Apabila pemilih berpikir “bagaimana orang-orang miskin yang sakit itu bisa mendapatkan uang untuk membayar biaya pengobatan yang makin mahal”?. Ini merupakan respon kognitif yang negatif yang kecenderungannya calon tersebut tidak akan dipilih. Atau juga proses kognitif yang lain, “boleh juga nih, bagaimanapun subsidi itu kebanyakan salah sasaran dan banyak dinikmati oleh orang kaya”. Ini adalah respon kognitif yang positif dan kecenderungannya, pemilih akan memilih calon tersebut.

Catatan penting untuk respon kogntif ini adalah pertama, proses ini akan berjalan kalau pemilih adalah orang-orang yang banyak menggunakan kognitifnya (pikiran,  rasionalnya) dan kebanyakan proses ini juga terjadi pada masyarakat ekonomi menengah ke atas dan tingkat pendidikan yang tinggi, artinya semakin banyak menggunakan pola pikiran, ataun semakin tinggi tingkat ekonominya atau semakin tinggi tingkat pendidikannya maka respon kognitif akan cenderung digunakan.

Kalau melihat kondisi ril masyarakat Indonesia sekarang ini, menurut hemat saya hanya sekitar 30% masyarakat yang menggunakan respon kognitif. Respon kognitif jangan dianggap betul atau penilaiann obyektif 100%, bisa jadi proses dari pemrosesn kognitifnya dari kacamata negatif. Kadang-kadang seseorang dalam menentukan sesuatu juga dipengaruhi oleh motif untuk membela diri. Pembelaan ini cenderung pada kesalahan. Misal, calon presiden mengatakan dia akan melakukan program hemat energi. Penilaian dari kacamata negatifnya adalah, “program sebenarnya bertujuan untuk mempertahankan kepentingan perusahaan energi asing”. Motif membela dirinya adalah  seseorang mencari informasi yang tujuannya untuk membela pendapat dirinya.

### Baris Data
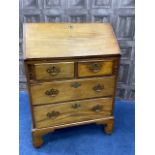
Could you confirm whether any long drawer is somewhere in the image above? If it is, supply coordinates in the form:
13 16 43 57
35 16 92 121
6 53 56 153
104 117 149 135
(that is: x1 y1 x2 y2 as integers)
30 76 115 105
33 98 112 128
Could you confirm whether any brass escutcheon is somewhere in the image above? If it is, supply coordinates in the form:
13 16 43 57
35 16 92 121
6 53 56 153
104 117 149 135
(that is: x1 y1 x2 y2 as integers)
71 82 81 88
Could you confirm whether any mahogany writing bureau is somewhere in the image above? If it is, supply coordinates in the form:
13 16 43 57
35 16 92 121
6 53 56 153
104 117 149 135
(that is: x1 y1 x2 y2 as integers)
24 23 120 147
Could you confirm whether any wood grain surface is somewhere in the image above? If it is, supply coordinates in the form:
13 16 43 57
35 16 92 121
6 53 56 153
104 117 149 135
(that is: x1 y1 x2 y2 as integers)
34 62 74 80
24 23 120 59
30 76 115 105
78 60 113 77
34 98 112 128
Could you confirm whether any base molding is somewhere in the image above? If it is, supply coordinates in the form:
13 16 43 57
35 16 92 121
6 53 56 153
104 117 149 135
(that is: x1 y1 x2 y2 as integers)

### Tugas A
Terjemahkan kalimat "Kadang-kadang seseorang dalam menentukan sesuatu juga dipengaruhi oleh motif untuk membela diri." dari teks tentang respon kognitif pemilih ke dalam bahasa Inggris.
### Tugas B
Tuliskan ulang baris data sebagai daftar JSON berisi string, satu string untuk setiap baris dan tanpa baris kosong. Mulailah dari awal baris data sampai dengan baris yang memuat "34 98 112 128" (baris itu ikut disertakan), dan jangan sertakan gambar.

### Jawaban A
Sometimes, in deciding something, a person is also influenced by a motive to defend themselves.

### Jawaban B
[
  "Could you confirm whether any long drawer is somewhere in the image above? If it is, supply coordinates in the form:",
  "13 16 43 57",
  "35 16 92 121",
  "6 53 56 153",
  "104 117 149 135",
  "(that is: x1 y1 x2 y2 as integers)",
  "30 76 115 105",
  "33 98 112 128",
  "Could you confirm whether any brass escutcheon is somewhere in the image above? If it is, supply coordinates in the form:",
  "13 16 43 57",
  "35 16 92 121",
  "6 53 56 153",
  "104 117 149 135",
  "(that is: x1 y1 x2 y2 as integers)",
  "71 82 81 88",
  "Could you confirm whether any mahogany writing bureau is somewhere in the image above? If it is, supply coordinates in the form:",
  "13 16 43 57",
  "35 16 92 121",
  "6 53 56 153",
  "104 117 149 135",
  "(that is: x1 y1 x2 y2 as integers)",
  "24 23 120 147",
  "Could you confirm whether any wood grain surface is somewhere in the image above? If it is, supply coordinates in the form:",
  "13 16 43 57",
  "35 16 92 121",
  "6 53 56 153",
  "104 117 149 135",
  "(that is: x1 y1 x2 y2 as integers)",
  "34 62 74 80",
  "24 23 120 59",
  "30 76 115 105",
  "78 60 113 77",
  "34 98 112 128"
]